» **WHAT TO WORK ON**
Locate all lines in the data below that hold "patterned" and show them.

DATA PROVIDED: Begin

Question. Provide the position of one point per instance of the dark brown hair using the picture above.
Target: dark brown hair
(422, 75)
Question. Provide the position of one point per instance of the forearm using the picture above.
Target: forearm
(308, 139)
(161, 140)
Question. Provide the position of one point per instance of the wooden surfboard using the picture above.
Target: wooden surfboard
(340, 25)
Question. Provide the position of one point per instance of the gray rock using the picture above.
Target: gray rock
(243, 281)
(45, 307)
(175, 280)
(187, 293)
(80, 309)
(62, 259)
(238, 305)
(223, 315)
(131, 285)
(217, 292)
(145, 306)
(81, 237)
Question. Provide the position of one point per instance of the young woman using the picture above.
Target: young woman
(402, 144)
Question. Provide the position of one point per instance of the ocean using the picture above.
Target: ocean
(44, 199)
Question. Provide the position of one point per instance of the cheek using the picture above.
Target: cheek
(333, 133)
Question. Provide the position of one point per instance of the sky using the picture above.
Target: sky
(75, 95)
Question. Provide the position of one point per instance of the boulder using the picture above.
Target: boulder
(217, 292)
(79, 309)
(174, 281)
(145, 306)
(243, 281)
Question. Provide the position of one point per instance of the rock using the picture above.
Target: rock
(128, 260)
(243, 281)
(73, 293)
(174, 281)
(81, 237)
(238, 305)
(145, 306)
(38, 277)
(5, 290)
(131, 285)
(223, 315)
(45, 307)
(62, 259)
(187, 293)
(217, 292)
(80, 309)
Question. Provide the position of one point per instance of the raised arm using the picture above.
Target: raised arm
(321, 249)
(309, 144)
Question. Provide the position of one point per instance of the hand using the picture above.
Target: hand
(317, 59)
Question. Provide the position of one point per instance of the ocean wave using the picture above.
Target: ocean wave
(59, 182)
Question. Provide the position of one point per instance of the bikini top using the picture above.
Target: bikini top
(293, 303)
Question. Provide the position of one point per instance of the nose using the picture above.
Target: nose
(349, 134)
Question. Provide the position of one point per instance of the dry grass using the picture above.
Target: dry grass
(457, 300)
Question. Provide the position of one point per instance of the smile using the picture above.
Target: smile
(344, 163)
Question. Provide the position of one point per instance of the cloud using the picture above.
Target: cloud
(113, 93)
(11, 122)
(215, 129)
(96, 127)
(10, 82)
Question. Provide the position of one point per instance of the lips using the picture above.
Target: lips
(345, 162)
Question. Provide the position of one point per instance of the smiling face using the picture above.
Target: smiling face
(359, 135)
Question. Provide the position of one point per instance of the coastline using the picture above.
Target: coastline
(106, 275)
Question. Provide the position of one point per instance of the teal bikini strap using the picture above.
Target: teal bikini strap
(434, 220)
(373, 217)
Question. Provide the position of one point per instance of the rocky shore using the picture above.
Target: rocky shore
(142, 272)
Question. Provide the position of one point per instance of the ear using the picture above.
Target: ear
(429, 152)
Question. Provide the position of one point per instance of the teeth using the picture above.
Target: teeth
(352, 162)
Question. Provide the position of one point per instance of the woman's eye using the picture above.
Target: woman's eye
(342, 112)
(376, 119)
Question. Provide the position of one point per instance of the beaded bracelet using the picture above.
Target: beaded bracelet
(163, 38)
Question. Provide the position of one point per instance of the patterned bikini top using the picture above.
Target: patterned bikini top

DATA PROVIDED: End

» **TASK SOLUTION**
Question. Provide the position of one point per instance of the patterned bikini top using the picture above.
Target: patterned bikini top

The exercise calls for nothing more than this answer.